# WRITTEN EXERCISE
Gather every line in the data below that contains the word "ring".

# EXERCISE INPUTS

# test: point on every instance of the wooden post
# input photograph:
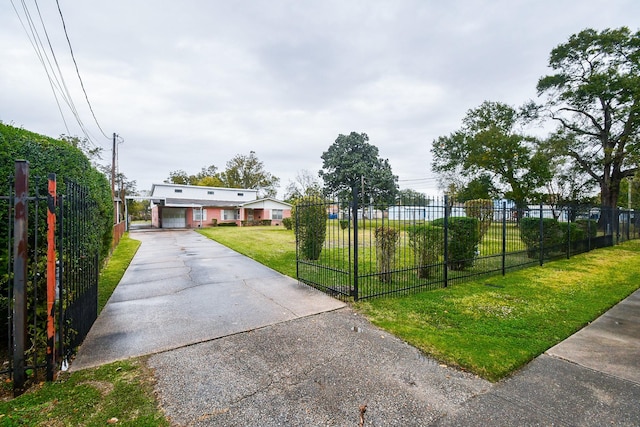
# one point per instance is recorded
(51, 277)
(20, 274)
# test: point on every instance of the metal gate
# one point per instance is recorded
(48, 286)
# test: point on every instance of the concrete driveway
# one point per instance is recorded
(182, 288)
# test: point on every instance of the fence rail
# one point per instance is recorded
(363, 251)
(48, 287)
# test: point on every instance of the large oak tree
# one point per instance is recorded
(594, 95)
(489, 144)
(351, 161)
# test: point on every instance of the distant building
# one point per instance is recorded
(190, 206)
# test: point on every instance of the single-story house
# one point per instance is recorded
(191, 206)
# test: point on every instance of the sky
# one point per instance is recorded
(193, 83)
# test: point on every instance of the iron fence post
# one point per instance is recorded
(504, 237)
(446, 241)
(20, 273)
(60, 276)
(355, 242)
(568, 232)
(541, 236)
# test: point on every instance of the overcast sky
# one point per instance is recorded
(189, 83)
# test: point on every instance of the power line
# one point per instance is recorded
(39, 55)
(64, 26)
(56, 79)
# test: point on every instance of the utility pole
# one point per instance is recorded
(113, 168)
(113, 180)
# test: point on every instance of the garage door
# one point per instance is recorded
(174, 218)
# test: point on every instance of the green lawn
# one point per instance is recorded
(497, 324)
(116, 266)
(490, 326)
(271, 246)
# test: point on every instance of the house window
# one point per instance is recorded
(229, 214)
(199, 214)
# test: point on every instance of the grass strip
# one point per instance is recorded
(274, 247)
(495, 325)
(120, 393)
(490, 326)
(117, 264)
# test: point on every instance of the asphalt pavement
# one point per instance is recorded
(234, 343)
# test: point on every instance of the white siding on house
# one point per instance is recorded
(174, 218)
(175, 191)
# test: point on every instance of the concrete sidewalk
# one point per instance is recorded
(234, 343)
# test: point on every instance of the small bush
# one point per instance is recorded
(589, 226)
(288, 223)
(427, 243)
(552, 235)
(310, 226)
(463, 241)
(386, 243)
(482, 209)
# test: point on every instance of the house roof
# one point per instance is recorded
(266, 199)
(199, 187)
(175, 202)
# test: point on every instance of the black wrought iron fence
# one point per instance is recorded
(48, 286)
(365, 251)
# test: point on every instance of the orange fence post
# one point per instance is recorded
(51, 277)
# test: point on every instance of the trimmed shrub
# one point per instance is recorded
(482, 209)
(552, 235)
(463, 241)
(589, 226)
(310, 225)
(288, 223)
(386, 243)
(427, 243)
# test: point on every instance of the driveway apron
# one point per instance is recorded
(182, 288)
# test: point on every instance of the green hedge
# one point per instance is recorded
(427, 243)
(555, 235)
(463, 241)
(288, 223)
(310, 226)
(48, 155)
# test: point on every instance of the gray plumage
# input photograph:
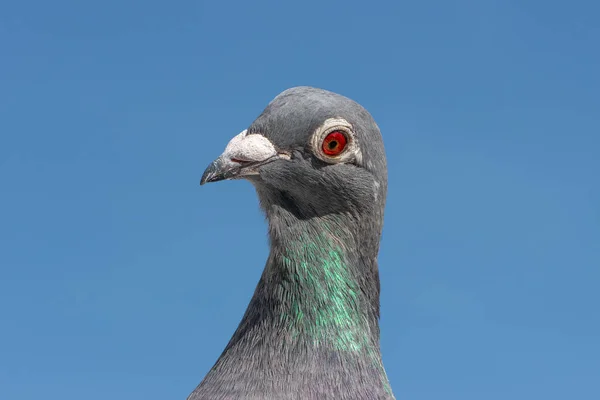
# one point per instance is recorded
(311, 330)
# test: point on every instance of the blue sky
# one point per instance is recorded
(121, 278)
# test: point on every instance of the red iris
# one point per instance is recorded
(334, 143)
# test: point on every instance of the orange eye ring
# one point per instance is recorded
(334, 143)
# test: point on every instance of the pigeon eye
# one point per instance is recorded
(334, 143)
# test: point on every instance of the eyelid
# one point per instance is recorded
(350, 152)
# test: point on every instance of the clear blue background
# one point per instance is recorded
(121, 278)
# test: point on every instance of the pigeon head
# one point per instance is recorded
(311, 330)
(311, 152)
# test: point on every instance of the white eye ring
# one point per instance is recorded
(331, 125)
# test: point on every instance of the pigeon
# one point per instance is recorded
(311, 331)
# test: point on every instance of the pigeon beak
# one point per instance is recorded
(241, 158)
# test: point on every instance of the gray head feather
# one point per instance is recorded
(311, 330)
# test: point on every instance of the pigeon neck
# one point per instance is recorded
(319, 286)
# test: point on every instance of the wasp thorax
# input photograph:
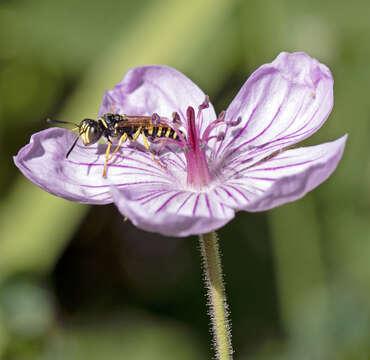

# SOLUTION TO THE PROBLEM
# test: point on every instance of the orange eye ring
# test: point on every instance of the white eye ring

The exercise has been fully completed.